[Begin RAW DATA]

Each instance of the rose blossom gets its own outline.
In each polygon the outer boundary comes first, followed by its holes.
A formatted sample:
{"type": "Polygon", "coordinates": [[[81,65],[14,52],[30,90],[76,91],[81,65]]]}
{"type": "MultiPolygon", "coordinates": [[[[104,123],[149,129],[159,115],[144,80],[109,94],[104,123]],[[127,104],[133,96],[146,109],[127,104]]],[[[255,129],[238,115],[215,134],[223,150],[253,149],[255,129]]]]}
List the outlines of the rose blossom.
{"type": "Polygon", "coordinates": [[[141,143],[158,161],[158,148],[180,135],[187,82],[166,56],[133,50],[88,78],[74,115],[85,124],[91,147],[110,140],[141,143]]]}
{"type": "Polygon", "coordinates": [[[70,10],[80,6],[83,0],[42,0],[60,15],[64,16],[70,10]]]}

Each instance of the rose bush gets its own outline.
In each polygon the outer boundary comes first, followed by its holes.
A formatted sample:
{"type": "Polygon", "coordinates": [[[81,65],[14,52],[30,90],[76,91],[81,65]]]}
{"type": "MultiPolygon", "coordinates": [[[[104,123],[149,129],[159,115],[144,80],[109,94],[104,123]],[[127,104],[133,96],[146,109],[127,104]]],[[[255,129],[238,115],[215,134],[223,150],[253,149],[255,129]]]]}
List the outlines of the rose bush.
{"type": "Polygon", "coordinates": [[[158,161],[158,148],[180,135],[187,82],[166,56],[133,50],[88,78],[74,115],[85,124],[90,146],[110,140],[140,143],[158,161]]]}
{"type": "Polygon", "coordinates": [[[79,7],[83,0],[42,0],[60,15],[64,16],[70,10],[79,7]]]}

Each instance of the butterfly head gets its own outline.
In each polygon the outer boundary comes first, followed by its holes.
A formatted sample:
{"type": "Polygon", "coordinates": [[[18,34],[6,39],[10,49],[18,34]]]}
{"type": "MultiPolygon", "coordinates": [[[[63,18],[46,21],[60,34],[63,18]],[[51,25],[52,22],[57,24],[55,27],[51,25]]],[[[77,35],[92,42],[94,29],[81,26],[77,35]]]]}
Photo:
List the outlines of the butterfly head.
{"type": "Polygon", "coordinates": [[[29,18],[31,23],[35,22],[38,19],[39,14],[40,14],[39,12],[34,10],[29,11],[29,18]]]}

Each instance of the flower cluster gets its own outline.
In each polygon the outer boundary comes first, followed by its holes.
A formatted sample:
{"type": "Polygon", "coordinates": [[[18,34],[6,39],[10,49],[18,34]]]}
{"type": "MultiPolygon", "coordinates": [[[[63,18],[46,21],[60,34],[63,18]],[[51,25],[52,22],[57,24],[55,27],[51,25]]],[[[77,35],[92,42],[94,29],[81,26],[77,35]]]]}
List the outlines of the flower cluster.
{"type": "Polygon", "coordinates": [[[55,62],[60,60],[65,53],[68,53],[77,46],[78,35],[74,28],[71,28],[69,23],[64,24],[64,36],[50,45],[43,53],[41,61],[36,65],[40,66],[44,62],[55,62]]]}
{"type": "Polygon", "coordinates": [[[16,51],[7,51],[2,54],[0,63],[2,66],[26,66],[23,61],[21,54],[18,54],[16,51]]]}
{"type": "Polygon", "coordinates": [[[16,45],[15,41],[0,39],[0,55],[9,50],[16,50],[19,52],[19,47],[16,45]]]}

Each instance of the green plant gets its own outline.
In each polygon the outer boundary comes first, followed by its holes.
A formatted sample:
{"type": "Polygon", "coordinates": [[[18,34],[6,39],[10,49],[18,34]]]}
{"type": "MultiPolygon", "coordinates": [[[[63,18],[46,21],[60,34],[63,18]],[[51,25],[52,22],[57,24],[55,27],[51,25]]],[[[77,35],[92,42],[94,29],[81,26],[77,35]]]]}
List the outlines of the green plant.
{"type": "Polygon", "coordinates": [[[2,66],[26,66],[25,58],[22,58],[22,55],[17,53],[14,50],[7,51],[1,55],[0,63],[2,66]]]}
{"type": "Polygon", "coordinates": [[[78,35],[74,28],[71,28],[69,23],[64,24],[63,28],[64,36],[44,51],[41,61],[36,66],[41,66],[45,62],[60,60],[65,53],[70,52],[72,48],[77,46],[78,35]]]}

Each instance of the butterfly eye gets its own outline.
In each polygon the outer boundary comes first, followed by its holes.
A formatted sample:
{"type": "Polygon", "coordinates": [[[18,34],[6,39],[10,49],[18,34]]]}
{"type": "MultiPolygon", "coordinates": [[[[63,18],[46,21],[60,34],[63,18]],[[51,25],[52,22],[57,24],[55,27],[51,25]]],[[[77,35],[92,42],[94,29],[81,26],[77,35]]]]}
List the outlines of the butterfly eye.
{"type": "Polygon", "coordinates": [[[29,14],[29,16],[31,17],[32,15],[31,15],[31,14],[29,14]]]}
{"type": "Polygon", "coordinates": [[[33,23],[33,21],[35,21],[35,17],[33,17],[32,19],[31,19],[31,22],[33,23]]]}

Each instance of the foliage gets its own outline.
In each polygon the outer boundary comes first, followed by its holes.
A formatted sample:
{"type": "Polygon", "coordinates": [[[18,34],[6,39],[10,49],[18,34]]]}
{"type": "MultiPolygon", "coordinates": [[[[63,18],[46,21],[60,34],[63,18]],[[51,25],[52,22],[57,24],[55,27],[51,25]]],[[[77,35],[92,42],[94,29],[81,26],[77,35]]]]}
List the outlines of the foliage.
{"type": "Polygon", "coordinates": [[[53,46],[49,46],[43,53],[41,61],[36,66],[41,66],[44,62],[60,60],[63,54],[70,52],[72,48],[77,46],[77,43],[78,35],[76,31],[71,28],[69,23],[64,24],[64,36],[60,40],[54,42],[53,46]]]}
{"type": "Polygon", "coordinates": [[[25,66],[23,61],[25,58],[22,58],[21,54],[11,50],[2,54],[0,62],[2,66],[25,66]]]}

[End RAW DATA]

- [SHORT EXERCISE] Reproduce all of the entries above, replacing "outer boundary" with "exterior ring" and leaving everything else unchanged.

- [FULL OUTPUT]
Each instance of the rose blossom gets its own outline.
In each polygon the exterior ring comes first, followed by its holes.
A formatted sample:
{"type": "Polygon", "coordinates": [[[81,65],[14,52],[30,90],[76,91],[81,65]]]}
{"type": "MultiPolygon", "coordinates": [[[[104,123],[149,129],[159,115],[144,80],[109,94],[104,123]],[[127,104],[133,96],[146,109],[127,104]]],[[[255,129],[238,115],[215,134],[223,150],[253,149],[255,129]]]]}
List the outlines of the rose blossom.
{"type": "Polygon", "coordinates": [[[141,143],[158,161],[158,148],[180,135],[187,82],[166,56],[133,50],[88,78],[74,115],[85,124],[91,147],[110,140],[141,143]]]}
{"type": "Polygon", "coordinates": [[[70,10],[80,6],[83,0],[42,0],[60,15],[64,16],[70,10]]]}

Each instance of the rose bush gets its own outline.
In each polygon the exterior ring comes first, followed by its holes.
A formatted sample:
{"type": "Polygon", "coordinates": [[[81,65],[14,52],[30,90],[76,91],[81,65]]]}
{"type": "MultiPolygon", "coordinates": [[[[104,123],[149,129],[159,115],[144,80],[109,94],[104,123]],[[127,104],[133,96],[146,109],[127,104]]],[[[255,129],[238,115],[215,134],[223,150],[253,149],[255,129]]]]}
List the outlines of the rose bush.
{"type": "Polygon", "coordinates": [[[158,161],[158,148],[180,135],[187,82],[166,56],[133,50],[88,78],[74,115],[85,124],[90,146],[110,140],[140,143],[158,161]]]}
{"type": "Polygon", "coordinates": [[[79,7],[83,0],[42,0],[60,15],[64,16],[70,10],[79,7]]]}

Each instance of the butterfly head gets its own outline.
In each polygon the exterior ring comes first, followed by its holes.
A formatted sample:
{"type": "Polygon", "coordinates": [[[18,34],[6,39],[10,49],[18,34]]]}
{"type": "MultiPolygon", "coordinates": [[[[63,18],[46,21],[60,34],[63,18]],[[51,25],[52,22],[57,24],[55,27],[51,25]]],[[[77,35],[92,42],[94,29],[81,26],[77,35]]]]}
Photo:
List the outlines of the butterfly head.
{"type": "Polygon", "coordinates": [[[29,18],[31,23],[35,22],[38,19],[39,14],[40,14],[39,12],[34,10],[29,11],[29,18]]]}

Each instance of the flower cluster gets its own outline.
In each polygon the exterior ring comes first, followed by its holes.
A formatted sample:
{"type": "Polygon", "coordinates": [[[18,34],[6,39],[10,49],[18,34]]]}
{"type": "MultiPolygon", "coordinates": [[[[63,18],[46,21],[60,34],[63,18]],[[51,25],[52,22],[57,24],[55,27],[51,25]]],[[[77,35],[92,42],[94,29],[81,26],[77,35]]]]}
List the outlines of the flower cluster.
{"type": "Polygon", "coordinates": [[[55,62],[60,60],[65,53],[68,53],[77,46],[78,35],[74,28],[71,28],[69,23],[64,24],[64,36],[50,45],[43,53],[41,61],[36,65],[40,66],[44,62],[55,62]]]}
{"type": "Polygon", "coordinates": [[[16,51],[7,51],[2,54],[0,63],[2,66],[26,66],[23,61],[21,54],[18,54],[16,51]]]}
{"type": "Polygon", "coordinates": [[[16,45],[15,41],[0,39],[0,55],[9,50],[16,50],[19,52],[19,47],[16,45]]]}

Each instance of the green plant gets its own outline.
In each polygon the exterior ring comes first, followed by its holes.
A formatted sample:
{"type": "Polygon", "coordinates": [[[18,34],[6,39],[10,49],[18,34]]]}
{"type": "MultiPolygon", "coordinates": [[[[63,18],[46,21],[60,34],[63,18]],[[51,25],[52,22],[57,24],[55,27],[51,25]]],[[[77,35],[92,42],[94,29],[81,26],[77,35]]]]}
List the outlines of the green plant.
{"type": "Polygon", "coordinates": [[[2,66],[26,66],[25,58],[22,58],[22,55],[17,53],[14,50],[7,51],[1,55],[0,63],[2,66]]]}
{"type": "Polygon", "coordinates": [[[78,35],[74,28],[71,28],[69,23],[64,24],[63,28],[64,36],[44,51],[41,61],[36,66],[41,66],[45,62],[60,60],[65,53],[70,52],[72,48],[77,46],[78,35]]]}

Each instance of the butterfly eye gets its own outline.
In each polygon the exterior ring comes first, followed by its holes.
A formatted sample:
{"type": "Polygon", "coordinates": [[[18,34],[6,39],[10,49],[18,34]]]}
{"type": "MultiPolygon", "coordinates": [[[[63,18],[46,21],[60,34],[63,18]],[[51,25],[52,22],[57,24],[55,27],[51,25]]],[[[77,35],[92,42],[94,29],[81,26],[77,35]]]]}
List the outlines of the butterfly eye.
{"type": "Polygon", "coordinates": [[[29,14],[29,16],[31,17],[32,15],[31,15],[31,14],[29,14]]]}
{"type": "Polygon", "coordinates": [[[33,23],[33,21],[35,21],[35,17],[33,17],[32,19],[31,19],[31,22],[33,23]]]}

Each instance of the foliage gets its own outline.
In each polygon the exterior ring comes first, followed by its holes.
A formatted sample:
{"type": "Polygon", "coordinates": [[[18,34],[6,39],[10,49],[18,34]]]}
{"type": "MultiPolygon", "coordinates": [[[[63,18],[46,21],[60,34],[63,18]],[[51,25],[52,22],[57,24],[55,27],[51,25]]],[[[77,35],[92,42],[94,29],[81,26],[77,35]]]]}
List the outlines of the foliage.
{"type": "Polygon", "coordinates": [[[53,46],[49,46],[43,53],[41,61],[36,66],[41,66],[44,62],[60,60],[63,54],[70,52],[72,48],[77,46],[77,43],[78,35],[76,31],[71,28],[69,23],[64,24],[64,36],[60,40],[54,42],[53,46]]]}
{"type": "Polygon", "coordinates": [[[25,66],[23,61],[25,58],[22,58],[21,54],[11,50],[2,54],[0,62],[2,66],[25,66]]]}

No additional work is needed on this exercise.